## Entries from a point annotation set
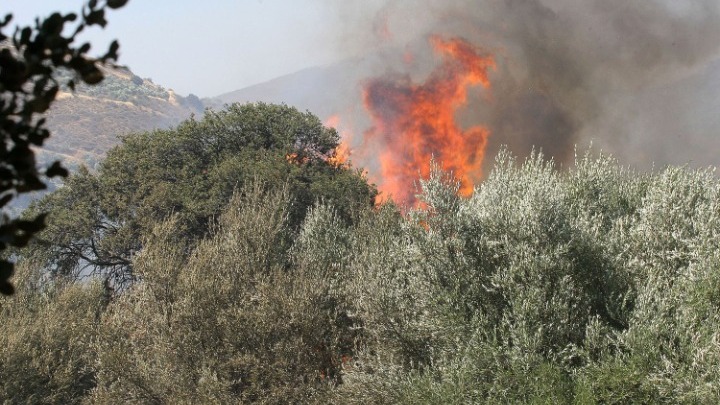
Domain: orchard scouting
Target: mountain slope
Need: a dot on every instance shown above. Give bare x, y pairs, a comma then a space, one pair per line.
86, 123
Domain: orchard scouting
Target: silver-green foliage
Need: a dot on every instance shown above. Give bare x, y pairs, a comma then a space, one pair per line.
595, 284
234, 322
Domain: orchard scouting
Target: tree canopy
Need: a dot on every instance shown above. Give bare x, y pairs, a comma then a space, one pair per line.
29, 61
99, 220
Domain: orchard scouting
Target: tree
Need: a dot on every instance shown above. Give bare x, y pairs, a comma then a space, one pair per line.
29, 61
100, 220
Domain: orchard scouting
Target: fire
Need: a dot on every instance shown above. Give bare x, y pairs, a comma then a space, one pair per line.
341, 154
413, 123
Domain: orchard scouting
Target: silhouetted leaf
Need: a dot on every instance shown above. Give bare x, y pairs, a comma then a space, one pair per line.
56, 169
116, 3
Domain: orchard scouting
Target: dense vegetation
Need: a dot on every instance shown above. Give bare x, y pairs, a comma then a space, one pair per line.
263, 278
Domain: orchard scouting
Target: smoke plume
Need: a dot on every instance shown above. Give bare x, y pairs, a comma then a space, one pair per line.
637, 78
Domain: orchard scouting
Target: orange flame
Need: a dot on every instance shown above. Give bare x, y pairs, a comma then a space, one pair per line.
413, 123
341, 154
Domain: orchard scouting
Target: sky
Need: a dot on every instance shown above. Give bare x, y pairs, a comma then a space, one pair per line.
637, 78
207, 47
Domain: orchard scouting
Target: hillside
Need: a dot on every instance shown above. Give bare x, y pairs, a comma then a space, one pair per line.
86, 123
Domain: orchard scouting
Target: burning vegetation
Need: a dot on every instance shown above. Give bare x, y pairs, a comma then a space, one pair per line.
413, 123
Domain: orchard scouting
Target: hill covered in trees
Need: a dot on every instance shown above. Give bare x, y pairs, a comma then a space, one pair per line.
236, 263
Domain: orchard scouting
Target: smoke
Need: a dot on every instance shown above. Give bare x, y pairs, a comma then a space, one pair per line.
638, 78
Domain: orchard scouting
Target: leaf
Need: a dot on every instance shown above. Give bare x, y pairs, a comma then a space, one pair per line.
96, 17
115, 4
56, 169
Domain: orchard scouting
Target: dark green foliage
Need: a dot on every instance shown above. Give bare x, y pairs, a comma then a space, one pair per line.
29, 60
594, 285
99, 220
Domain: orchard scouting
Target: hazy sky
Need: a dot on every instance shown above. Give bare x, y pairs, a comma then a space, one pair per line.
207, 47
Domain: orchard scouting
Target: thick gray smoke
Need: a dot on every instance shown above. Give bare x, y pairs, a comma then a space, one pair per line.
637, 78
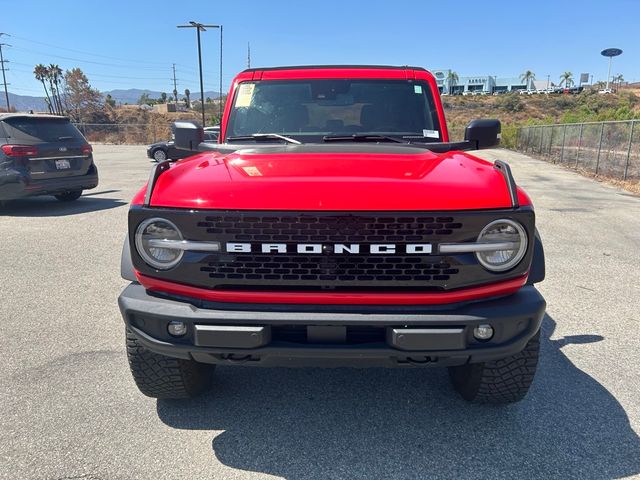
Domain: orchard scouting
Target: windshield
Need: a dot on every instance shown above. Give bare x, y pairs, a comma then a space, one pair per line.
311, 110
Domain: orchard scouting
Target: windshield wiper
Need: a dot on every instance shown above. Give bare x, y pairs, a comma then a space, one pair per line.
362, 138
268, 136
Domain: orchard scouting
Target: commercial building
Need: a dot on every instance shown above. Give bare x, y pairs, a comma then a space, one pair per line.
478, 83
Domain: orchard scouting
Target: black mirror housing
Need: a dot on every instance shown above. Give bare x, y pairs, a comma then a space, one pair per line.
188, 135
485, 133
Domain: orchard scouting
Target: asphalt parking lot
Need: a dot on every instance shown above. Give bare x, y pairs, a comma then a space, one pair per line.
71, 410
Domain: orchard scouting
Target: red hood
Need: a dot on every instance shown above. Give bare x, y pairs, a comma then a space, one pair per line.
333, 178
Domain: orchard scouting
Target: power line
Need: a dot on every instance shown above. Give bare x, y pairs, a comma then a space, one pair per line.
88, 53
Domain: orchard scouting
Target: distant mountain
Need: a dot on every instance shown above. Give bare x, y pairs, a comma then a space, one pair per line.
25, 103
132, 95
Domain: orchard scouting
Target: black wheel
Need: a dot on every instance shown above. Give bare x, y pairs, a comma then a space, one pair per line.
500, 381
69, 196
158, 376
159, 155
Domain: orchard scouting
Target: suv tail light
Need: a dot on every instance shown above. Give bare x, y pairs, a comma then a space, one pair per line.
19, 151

---

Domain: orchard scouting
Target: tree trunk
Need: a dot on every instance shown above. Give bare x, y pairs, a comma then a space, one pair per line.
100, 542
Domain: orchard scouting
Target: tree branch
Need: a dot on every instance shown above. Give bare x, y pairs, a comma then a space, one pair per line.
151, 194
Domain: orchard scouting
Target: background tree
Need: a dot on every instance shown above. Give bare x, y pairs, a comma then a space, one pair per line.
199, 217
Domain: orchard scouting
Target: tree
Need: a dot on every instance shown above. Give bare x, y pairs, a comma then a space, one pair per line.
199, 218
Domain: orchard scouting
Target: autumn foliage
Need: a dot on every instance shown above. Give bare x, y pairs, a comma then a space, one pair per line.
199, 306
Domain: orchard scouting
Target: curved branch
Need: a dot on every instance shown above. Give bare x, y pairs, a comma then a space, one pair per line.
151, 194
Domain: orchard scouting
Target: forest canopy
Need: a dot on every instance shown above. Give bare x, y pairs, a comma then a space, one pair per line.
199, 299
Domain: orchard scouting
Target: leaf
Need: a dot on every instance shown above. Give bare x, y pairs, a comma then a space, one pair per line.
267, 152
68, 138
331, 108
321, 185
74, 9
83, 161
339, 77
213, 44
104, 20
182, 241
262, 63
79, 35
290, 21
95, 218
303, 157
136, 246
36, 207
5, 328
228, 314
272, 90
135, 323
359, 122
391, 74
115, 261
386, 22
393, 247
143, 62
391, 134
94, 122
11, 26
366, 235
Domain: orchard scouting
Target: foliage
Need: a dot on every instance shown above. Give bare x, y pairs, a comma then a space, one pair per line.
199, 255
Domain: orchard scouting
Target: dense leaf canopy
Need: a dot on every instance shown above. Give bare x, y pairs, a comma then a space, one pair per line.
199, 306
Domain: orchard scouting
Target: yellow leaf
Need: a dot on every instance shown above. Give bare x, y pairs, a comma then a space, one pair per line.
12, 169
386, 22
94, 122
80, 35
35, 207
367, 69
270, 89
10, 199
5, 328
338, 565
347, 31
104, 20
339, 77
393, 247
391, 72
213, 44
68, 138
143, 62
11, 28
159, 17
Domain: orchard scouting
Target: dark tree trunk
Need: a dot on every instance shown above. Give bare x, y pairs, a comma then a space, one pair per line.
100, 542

## WRITTEN INSTRUCTION
Locate every line in the material above that contains the word "foliage" and copy each of those lines in full.

## SOLUTION TO THIS PROBLEM
Target: silver-green foliage
Target: dark green foliage
Target: autumn foliage
Target: foliage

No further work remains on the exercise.